**GOAL**.
Gather every line of the data below that contains the word "paved", and copy each one in full. Treat uppercase and lowercase as different.

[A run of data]
********************

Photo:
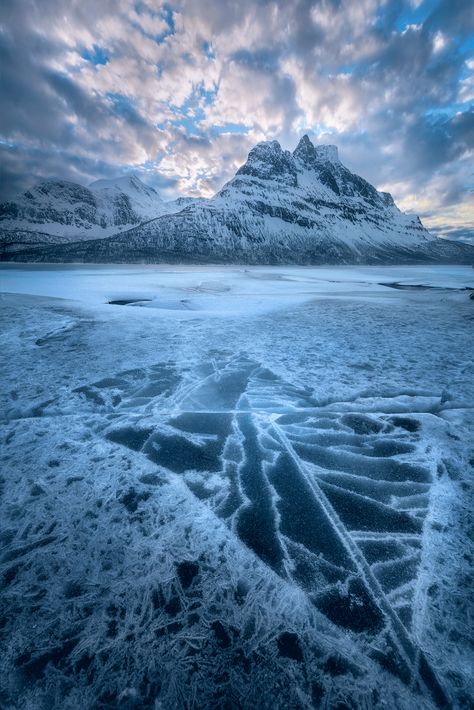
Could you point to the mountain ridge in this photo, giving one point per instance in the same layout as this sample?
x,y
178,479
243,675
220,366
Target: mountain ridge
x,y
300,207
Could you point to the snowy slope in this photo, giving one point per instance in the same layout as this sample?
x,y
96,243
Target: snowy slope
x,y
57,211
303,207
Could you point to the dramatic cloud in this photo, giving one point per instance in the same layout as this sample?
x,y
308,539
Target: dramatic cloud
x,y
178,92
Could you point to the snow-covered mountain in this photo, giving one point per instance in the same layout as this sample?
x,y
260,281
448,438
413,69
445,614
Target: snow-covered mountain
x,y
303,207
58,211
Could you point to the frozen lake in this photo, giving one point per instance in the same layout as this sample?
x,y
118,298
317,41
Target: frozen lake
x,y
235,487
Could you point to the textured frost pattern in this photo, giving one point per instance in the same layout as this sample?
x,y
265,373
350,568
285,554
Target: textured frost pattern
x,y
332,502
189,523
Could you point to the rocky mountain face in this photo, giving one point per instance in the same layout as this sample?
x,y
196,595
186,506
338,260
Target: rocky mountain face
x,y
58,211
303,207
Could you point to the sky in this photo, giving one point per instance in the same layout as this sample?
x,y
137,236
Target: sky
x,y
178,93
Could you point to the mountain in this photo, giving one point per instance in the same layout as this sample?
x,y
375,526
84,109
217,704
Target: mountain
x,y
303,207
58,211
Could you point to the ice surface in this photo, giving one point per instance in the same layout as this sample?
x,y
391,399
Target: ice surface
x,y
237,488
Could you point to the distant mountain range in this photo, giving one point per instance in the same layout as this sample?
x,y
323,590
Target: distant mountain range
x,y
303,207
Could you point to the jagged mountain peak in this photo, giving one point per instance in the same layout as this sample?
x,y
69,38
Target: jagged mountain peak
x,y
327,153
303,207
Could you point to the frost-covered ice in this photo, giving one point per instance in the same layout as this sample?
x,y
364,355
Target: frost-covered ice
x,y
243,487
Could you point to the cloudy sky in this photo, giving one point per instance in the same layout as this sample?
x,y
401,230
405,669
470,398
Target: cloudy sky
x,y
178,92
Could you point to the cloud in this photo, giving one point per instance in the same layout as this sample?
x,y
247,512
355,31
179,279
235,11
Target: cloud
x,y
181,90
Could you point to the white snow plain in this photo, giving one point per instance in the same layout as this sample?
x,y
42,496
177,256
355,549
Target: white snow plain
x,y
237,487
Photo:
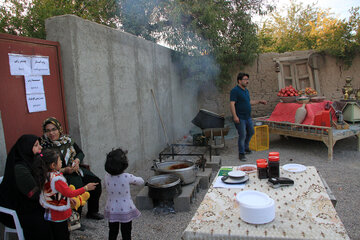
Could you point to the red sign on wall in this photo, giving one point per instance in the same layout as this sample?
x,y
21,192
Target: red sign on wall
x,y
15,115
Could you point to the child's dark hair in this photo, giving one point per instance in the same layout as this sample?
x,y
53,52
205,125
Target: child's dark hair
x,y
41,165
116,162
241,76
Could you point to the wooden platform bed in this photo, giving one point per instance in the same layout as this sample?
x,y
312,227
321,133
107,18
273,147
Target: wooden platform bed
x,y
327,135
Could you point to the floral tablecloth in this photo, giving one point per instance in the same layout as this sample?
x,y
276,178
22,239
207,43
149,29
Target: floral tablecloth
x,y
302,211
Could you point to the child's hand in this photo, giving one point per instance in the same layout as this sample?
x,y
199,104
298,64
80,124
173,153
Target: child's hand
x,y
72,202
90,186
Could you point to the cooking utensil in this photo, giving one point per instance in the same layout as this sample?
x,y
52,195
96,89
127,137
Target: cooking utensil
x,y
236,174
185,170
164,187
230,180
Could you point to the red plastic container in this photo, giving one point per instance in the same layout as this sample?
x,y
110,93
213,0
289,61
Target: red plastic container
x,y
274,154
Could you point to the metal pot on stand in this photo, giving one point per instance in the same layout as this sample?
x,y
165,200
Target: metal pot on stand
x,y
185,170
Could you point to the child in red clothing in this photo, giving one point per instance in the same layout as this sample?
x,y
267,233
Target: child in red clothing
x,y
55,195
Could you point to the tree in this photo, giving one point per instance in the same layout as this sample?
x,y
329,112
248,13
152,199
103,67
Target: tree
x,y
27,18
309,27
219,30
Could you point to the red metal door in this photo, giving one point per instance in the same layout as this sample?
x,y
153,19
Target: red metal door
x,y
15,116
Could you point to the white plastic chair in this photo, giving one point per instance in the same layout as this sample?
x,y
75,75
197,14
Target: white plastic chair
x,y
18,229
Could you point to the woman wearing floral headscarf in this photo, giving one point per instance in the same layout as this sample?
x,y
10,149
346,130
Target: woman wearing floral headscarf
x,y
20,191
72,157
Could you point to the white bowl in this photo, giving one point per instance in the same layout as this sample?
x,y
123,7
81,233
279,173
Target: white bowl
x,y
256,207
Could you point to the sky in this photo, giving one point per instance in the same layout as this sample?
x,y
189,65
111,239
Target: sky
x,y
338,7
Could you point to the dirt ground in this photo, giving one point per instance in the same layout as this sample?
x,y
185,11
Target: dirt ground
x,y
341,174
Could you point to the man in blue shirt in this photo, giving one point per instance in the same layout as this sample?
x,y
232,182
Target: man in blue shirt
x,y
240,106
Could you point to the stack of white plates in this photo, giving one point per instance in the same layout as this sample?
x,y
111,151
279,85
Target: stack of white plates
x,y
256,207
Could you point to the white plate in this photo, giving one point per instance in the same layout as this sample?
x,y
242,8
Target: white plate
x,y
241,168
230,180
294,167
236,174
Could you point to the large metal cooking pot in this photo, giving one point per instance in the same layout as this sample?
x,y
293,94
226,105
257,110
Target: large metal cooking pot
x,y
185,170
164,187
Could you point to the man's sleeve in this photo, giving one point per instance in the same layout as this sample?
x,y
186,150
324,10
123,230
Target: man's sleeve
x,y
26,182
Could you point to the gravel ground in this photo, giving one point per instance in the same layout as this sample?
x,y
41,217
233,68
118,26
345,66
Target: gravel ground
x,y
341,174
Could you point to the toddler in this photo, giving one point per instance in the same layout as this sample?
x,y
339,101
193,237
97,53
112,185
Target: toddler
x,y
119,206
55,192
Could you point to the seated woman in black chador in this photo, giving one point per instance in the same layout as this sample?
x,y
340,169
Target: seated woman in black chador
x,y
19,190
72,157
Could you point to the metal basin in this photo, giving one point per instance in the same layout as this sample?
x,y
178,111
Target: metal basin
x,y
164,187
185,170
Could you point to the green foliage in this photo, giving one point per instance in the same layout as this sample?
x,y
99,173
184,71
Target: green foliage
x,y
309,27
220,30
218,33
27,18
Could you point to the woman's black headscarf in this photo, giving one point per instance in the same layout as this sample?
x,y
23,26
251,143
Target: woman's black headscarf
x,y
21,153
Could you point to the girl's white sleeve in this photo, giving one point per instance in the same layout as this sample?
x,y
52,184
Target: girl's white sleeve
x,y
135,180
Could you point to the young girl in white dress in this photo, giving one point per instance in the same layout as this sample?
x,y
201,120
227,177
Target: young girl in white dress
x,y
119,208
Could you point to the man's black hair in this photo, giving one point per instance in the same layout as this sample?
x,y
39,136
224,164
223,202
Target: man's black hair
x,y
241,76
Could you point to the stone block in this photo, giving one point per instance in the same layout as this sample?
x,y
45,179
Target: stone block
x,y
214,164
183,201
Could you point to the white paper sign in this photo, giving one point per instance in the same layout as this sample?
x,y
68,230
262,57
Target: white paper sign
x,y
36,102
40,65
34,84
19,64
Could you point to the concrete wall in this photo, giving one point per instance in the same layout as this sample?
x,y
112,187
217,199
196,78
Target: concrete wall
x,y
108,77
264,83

********************

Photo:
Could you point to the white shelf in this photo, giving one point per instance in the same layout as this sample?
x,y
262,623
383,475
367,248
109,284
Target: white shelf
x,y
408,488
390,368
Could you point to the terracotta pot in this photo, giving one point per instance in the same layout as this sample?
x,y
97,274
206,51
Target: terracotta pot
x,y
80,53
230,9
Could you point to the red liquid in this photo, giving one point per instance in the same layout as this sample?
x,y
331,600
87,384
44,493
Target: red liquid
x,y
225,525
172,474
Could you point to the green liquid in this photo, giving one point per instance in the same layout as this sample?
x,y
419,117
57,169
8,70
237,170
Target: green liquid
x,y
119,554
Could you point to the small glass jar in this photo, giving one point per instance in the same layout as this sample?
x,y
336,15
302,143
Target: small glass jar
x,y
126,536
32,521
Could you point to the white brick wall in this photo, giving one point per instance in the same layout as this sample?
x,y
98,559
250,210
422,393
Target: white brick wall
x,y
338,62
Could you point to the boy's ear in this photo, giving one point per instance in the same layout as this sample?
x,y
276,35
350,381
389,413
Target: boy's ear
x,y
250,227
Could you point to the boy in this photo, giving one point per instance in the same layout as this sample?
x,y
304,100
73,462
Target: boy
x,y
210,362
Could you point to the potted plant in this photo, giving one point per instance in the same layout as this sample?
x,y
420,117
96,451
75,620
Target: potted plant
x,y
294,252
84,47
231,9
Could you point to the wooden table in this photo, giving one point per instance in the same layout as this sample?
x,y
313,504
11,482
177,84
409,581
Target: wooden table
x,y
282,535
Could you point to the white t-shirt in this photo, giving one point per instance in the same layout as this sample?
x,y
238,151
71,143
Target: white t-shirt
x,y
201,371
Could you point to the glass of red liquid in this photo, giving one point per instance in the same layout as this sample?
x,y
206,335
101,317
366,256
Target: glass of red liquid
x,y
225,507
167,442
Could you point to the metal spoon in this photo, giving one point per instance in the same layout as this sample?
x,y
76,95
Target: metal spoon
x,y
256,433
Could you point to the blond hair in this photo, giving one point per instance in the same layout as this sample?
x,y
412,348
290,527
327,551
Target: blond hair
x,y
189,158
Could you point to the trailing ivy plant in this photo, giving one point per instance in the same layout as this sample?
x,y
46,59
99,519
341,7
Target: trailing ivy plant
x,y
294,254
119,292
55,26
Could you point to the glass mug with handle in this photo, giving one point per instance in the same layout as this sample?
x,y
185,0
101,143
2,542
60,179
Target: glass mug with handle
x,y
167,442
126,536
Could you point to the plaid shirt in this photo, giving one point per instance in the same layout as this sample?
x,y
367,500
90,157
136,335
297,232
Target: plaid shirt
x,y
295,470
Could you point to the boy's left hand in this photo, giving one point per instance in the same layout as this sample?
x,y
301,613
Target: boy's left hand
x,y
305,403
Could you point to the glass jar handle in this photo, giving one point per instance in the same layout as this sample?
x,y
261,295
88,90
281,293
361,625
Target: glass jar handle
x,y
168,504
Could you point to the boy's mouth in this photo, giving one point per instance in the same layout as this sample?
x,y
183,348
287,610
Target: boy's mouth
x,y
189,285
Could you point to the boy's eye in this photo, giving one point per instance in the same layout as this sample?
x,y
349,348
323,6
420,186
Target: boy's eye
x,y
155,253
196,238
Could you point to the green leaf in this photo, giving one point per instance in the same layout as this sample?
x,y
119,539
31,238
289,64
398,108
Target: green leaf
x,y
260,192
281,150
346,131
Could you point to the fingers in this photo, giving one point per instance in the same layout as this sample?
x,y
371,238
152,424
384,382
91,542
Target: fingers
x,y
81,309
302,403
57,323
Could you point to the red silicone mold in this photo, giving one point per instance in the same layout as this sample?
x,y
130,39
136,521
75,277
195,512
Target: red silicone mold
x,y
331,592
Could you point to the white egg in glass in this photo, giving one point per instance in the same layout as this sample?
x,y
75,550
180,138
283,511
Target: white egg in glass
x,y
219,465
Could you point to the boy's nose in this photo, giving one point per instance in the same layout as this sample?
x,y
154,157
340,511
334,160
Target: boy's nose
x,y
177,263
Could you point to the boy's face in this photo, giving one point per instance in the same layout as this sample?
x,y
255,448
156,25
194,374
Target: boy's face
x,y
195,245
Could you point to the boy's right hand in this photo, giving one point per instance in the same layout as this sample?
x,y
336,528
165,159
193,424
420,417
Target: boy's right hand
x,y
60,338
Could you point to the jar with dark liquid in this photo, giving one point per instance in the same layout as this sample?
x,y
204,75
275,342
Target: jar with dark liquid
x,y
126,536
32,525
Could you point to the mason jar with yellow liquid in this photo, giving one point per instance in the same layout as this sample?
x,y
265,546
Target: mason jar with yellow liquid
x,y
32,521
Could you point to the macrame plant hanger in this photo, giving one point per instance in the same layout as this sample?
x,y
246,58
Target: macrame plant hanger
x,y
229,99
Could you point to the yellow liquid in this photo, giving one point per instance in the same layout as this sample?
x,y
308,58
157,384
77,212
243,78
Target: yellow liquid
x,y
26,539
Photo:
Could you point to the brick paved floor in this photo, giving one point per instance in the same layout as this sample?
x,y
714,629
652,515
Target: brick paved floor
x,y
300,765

********************

**RESULT**.
Could you point to the brick paved floor in this photo, giving one point per instance in the same layout as this sample?
Target: brick paved floor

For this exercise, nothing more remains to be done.